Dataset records
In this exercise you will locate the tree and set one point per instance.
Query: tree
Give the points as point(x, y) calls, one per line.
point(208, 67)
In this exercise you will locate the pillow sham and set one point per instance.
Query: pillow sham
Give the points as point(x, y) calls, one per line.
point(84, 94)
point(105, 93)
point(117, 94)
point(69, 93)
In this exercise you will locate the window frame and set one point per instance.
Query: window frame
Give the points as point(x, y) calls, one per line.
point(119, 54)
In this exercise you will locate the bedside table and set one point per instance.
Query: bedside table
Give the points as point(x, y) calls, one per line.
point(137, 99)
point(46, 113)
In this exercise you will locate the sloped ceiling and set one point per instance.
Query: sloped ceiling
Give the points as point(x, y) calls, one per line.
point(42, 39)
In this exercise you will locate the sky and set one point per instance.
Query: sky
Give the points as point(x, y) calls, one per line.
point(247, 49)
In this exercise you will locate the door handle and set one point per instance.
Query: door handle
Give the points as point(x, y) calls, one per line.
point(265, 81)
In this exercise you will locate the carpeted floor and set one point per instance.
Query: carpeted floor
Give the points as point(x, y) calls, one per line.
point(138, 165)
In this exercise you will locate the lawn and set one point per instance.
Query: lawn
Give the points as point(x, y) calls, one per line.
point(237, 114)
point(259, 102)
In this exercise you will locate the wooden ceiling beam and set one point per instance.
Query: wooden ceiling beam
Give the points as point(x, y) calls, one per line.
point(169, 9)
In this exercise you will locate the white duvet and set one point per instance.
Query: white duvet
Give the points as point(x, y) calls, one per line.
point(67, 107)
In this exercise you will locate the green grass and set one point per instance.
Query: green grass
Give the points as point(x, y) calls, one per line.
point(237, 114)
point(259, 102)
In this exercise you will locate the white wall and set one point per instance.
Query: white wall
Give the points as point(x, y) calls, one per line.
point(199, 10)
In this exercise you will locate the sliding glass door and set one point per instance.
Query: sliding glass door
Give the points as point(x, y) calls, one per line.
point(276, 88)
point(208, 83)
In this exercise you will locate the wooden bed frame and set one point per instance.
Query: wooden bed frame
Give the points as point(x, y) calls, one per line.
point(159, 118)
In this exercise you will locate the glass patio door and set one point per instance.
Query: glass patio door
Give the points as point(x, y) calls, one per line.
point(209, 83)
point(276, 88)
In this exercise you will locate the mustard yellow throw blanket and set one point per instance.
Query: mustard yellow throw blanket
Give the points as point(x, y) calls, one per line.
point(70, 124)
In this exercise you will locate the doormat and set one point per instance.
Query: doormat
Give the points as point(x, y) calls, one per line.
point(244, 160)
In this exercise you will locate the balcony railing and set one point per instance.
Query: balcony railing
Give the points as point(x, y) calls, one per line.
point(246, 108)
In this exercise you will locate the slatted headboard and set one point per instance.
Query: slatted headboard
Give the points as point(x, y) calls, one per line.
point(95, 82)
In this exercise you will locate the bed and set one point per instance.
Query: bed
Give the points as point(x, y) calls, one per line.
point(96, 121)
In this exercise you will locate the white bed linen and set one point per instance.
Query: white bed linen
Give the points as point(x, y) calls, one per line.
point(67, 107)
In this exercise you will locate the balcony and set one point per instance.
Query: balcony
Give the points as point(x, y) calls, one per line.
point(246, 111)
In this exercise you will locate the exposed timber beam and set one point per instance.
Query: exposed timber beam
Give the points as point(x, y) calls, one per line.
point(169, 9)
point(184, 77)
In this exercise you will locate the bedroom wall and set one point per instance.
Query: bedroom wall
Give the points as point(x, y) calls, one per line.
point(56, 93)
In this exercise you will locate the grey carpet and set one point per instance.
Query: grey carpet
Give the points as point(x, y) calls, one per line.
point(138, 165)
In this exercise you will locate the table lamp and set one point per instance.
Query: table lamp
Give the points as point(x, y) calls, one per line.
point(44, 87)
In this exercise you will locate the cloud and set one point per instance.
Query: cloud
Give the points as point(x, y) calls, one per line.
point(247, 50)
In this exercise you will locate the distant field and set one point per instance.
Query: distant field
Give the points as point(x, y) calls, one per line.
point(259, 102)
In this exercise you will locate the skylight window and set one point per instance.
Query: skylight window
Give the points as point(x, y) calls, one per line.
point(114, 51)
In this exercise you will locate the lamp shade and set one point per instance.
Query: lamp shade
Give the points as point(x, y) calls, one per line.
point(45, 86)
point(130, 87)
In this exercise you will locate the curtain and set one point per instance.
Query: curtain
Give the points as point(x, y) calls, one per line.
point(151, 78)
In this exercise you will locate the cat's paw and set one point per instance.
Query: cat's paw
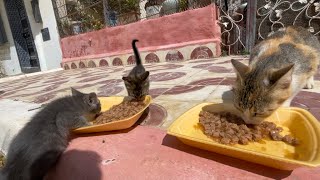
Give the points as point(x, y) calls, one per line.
point(309, 84)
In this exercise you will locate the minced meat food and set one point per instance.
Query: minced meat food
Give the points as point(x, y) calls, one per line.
point(227, 128)
point(121, 111)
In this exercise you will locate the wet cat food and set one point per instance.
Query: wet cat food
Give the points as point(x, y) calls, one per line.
point(121, 111)
point(227, 128)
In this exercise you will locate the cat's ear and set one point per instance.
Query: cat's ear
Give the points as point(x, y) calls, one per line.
point(145, 75)
point(240, 68)
point(281, 78)
point(92, 98)
point(126, 78)
point(76, 92)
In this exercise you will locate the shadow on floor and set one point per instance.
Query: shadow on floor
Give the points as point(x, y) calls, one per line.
point(77, 165)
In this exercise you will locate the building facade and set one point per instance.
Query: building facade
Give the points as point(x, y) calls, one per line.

WORK ITEM: Look through the entries above and list every line containing "beam".

RESULT OF THE TASK:
In this exercise you will locate the wooden ceiling beam and set one point per instance.
Query: wooden ceiling beam
In this exercise you will locate the exposed timber beam and set one point per instance.
Query: exposed timber beam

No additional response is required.